Alopecia areata can present in many different forms. Most frequently, it develops as a single patch of hair loss a centimetre or two in diameter in any hair-bearing region but more commonly on the scalp. The first one or two patches may expand in size and other patches of hair loss may subsequently develop. Alopecia areata may be manifest as one of several distinct patterns of hair loss:
- Round or oval patches of hair loss
- Loss of all terminal scalp hair (alopecia totalis)
- Loss of all scalp and body hair (alopecia universalis)
- Ophiasis (band-like) pattern of hair loss in the nape area
In early active alopecia areata, the hair cycle is disrupted and there is an abnormal shift in the expected ratio of growing, resting and shedding (anagen, telogen and catagen) hair follicles. Short, 1 to 2-mm fractured hairs can frequently be seen at the active margins of alopecia areata. These hairs are commonly described by the clinician as exclamation-mark hair.
Some people with alopecia areata may experience changes in hair colour during, or after, an episode of hair loss and at times these colour changes can be permanent. The phenomena that pigmented hairs are more frequently affected by alopecia areata and that re-growing hair is often initially white are still not explained scientifically.

#### [SUPPLIED RECORDS]

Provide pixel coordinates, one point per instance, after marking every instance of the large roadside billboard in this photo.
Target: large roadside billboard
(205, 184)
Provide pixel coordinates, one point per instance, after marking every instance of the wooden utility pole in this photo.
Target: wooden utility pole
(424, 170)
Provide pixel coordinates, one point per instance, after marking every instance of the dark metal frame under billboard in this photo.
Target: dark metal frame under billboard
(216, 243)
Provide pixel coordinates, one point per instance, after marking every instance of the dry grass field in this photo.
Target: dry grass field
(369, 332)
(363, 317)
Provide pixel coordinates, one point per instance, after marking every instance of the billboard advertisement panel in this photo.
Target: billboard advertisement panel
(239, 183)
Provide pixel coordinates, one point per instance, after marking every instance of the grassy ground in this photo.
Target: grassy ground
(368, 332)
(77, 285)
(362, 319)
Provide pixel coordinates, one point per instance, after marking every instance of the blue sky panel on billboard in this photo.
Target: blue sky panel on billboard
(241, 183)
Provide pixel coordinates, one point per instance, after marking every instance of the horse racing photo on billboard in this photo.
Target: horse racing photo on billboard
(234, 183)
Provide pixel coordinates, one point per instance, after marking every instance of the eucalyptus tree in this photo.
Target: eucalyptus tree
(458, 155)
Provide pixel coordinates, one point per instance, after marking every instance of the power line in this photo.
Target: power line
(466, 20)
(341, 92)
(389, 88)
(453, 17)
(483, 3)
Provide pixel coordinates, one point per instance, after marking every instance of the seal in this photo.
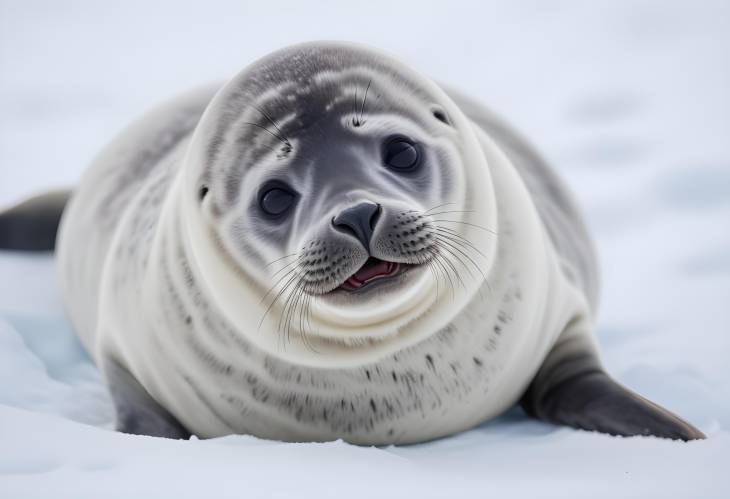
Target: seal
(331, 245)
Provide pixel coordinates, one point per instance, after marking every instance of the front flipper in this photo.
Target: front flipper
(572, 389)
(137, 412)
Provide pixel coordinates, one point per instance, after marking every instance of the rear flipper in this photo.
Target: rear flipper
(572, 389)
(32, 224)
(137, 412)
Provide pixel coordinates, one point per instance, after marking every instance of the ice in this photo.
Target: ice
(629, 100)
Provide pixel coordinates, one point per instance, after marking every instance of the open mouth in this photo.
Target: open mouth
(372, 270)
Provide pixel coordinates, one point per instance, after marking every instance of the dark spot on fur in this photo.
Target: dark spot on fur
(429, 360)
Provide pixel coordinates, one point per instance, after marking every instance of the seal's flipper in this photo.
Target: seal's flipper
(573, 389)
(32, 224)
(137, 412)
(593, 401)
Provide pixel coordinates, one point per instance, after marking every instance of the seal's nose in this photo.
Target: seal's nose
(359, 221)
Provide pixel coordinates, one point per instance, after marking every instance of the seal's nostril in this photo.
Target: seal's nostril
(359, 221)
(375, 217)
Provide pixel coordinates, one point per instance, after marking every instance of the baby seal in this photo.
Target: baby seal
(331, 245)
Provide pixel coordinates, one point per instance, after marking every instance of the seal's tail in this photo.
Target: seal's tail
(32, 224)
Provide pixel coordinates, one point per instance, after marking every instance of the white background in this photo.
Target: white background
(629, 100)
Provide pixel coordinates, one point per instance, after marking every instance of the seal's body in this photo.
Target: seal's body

#### [REQUIRED WORK]
Copy the full alopecia areata passage word for word. The records are separate from the alopecia areata passage.

#### [OUTPUT OF THE EXERCISE]
Alopecia areata can present in many different forms. Most frequently, it develops as a single patch of hair loss a centimetre or two in diameter in any hair-bearing region but more commonly on the scalp. The first one or two patches may expand in size and other patches of hair loss may subsequently develop. Alopecia areata may be manifest as one of several distinct patterns of hair loss:
- Round or oval patches of hair loss
- Loss of all terminal scalp hair (alopecia totalis)
- Loss of all scalp and body hair (alopecia universalis)
- Ophiasis (band-like) pattern of hair loss in the nape area
In early active alopecia areata, the hair cycle is disrupted and there is an abnormal shift in the expected ratio of growing, resting and shedding (anagen, telogen and catagen) hair follicles. Short, 1 to 2-mm fractured hairs can frequently be seen at the active margins of alopecia areata. These hairs are commonly described by the clinician as exclamation-mark hair.
Some people with alopecia areata may experience changes in hair colour during, or after, an episode of hair loss and at times these colour changes can be permanent. The phenomena that pigmented hairs are more frequently affected by alopecia areata and that re-growing hair is often initially white are still not explained scientifically.